— START OF Supplied data —
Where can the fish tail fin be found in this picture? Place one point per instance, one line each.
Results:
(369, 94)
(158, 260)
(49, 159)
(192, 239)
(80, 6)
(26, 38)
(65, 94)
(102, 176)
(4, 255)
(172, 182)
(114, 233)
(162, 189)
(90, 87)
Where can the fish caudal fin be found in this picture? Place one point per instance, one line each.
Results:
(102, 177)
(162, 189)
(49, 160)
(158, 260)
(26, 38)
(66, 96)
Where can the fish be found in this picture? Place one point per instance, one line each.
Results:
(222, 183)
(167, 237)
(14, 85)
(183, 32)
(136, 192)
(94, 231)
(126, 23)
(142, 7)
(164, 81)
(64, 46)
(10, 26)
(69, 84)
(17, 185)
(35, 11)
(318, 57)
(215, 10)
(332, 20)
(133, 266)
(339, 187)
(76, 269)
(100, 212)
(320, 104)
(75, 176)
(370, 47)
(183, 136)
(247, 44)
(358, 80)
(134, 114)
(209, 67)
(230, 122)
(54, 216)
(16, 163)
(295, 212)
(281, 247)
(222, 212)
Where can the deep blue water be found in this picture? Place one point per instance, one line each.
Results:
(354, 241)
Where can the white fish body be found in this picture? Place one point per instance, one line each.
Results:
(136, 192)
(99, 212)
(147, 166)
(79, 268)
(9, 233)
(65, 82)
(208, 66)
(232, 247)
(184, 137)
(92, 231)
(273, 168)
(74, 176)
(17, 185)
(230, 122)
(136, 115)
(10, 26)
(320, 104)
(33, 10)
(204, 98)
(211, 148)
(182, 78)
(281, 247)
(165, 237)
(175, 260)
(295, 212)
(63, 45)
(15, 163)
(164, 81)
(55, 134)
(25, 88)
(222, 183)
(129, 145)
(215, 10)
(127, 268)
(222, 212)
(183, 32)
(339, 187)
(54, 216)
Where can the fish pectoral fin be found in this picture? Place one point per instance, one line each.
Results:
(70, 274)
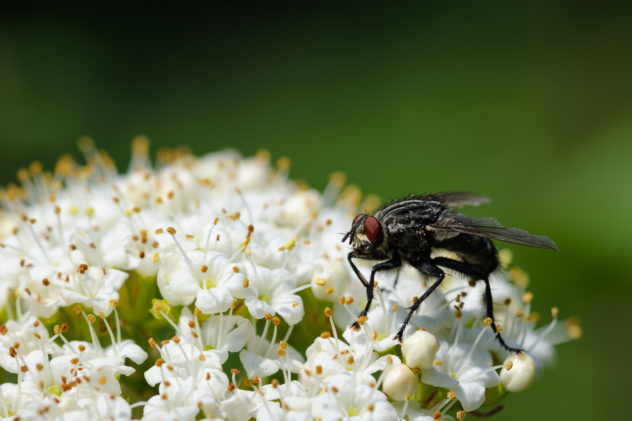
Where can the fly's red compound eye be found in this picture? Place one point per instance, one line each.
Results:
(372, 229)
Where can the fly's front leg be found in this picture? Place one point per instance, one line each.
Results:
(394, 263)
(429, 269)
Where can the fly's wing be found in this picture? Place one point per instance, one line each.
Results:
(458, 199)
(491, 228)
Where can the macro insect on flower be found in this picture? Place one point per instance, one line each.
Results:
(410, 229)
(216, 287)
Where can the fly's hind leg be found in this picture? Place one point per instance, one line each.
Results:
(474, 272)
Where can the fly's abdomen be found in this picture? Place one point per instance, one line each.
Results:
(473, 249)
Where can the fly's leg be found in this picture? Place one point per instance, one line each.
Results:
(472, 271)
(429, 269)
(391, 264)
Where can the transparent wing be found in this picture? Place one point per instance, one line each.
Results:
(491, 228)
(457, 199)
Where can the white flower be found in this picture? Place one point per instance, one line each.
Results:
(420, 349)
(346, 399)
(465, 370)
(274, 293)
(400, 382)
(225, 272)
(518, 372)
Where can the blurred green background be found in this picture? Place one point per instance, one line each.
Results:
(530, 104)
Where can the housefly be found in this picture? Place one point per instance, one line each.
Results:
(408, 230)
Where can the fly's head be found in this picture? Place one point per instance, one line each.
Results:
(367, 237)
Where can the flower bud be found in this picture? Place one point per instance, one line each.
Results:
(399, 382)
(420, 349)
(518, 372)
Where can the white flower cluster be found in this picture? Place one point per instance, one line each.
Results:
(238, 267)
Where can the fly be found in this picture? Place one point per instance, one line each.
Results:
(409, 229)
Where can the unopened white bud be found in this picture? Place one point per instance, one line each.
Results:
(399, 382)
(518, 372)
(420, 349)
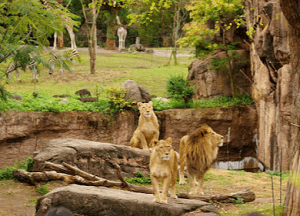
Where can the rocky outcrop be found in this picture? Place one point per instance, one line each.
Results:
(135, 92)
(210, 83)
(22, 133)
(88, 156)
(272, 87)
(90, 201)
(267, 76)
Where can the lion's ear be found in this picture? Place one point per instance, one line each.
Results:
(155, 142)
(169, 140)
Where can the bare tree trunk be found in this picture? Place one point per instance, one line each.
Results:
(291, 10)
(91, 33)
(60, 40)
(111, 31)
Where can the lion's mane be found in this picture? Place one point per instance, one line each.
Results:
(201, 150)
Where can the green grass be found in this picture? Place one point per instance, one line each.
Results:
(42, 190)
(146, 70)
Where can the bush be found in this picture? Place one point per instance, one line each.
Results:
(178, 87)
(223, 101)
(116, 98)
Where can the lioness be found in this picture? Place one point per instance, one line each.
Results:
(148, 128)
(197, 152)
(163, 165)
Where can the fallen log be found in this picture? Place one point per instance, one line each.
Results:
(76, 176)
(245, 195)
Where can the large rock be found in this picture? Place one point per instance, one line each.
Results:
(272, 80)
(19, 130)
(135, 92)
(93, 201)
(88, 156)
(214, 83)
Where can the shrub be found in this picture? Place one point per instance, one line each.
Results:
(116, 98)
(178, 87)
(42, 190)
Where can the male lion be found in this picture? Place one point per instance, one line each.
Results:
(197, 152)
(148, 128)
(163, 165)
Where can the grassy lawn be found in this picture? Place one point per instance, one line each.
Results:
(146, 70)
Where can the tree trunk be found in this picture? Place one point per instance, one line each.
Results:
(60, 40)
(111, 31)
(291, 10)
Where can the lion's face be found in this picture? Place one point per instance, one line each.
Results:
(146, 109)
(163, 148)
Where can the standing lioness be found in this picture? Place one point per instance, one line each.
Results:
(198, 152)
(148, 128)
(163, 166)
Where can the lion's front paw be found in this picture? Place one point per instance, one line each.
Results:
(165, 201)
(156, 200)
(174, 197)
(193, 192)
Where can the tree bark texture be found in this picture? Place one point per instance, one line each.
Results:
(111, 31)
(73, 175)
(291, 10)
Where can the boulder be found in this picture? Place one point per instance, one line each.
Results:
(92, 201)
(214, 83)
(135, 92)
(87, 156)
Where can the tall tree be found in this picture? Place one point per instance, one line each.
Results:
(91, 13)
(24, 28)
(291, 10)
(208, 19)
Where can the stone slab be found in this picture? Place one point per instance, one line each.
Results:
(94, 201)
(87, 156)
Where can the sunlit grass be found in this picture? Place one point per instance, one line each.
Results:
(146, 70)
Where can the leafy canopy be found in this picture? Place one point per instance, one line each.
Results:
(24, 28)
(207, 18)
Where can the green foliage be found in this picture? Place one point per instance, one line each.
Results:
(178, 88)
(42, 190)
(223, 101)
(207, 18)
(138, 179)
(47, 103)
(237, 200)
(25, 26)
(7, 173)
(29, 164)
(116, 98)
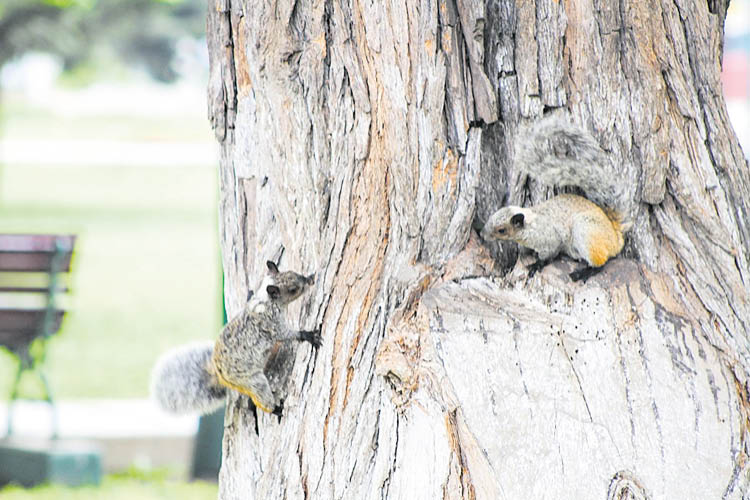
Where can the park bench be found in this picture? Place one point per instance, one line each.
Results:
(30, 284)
— END OF Supplied data —
— START OF Supplied data —
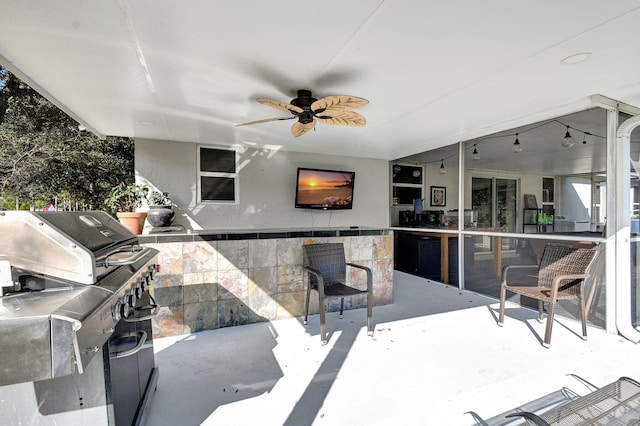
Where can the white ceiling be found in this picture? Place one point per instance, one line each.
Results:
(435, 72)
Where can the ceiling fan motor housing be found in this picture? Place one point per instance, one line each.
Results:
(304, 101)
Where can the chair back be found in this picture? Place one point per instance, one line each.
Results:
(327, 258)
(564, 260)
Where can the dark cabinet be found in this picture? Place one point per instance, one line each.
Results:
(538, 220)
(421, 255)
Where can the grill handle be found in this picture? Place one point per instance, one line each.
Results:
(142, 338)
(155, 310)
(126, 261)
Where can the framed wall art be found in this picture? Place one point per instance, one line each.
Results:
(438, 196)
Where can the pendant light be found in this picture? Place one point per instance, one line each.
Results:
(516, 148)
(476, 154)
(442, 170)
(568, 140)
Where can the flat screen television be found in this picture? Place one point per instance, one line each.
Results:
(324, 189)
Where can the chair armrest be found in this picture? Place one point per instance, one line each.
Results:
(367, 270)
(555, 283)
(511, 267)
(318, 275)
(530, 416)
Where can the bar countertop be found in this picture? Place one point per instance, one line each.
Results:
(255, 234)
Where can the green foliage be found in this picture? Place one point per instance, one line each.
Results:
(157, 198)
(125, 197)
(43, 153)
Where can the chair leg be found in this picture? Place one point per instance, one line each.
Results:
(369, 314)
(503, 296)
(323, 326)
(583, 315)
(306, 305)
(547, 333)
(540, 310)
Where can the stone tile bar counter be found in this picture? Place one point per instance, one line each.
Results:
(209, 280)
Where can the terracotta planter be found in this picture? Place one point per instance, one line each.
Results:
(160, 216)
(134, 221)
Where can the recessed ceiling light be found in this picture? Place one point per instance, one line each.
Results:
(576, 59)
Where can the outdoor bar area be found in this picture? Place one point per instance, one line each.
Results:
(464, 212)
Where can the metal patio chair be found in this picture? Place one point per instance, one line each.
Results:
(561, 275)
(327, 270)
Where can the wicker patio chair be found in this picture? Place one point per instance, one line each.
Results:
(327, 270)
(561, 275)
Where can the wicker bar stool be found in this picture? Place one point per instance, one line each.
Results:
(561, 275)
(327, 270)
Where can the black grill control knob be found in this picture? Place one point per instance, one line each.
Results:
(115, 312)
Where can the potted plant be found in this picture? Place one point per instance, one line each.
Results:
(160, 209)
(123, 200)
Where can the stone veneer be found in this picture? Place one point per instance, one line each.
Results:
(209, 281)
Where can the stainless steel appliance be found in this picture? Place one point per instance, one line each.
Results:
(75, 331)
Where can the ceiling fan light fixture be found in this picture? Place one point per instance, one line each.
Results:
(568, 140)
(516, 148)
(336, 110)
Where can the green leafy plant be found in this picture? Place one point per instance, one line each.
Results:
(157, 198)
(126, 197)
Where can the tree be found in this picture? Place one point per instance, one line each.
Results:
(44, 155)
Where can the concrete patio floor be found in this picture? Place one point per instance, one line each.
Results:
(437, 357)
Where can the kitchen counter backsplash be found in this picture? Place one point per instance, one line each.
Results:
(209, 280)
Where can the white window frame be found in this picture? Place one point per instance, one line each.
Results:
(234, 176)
— END OF Supplied data —
__Exercise requirements__:
Count the lines in the items above that contain the word "lioness". Reply with the number only.

__Task output__:
2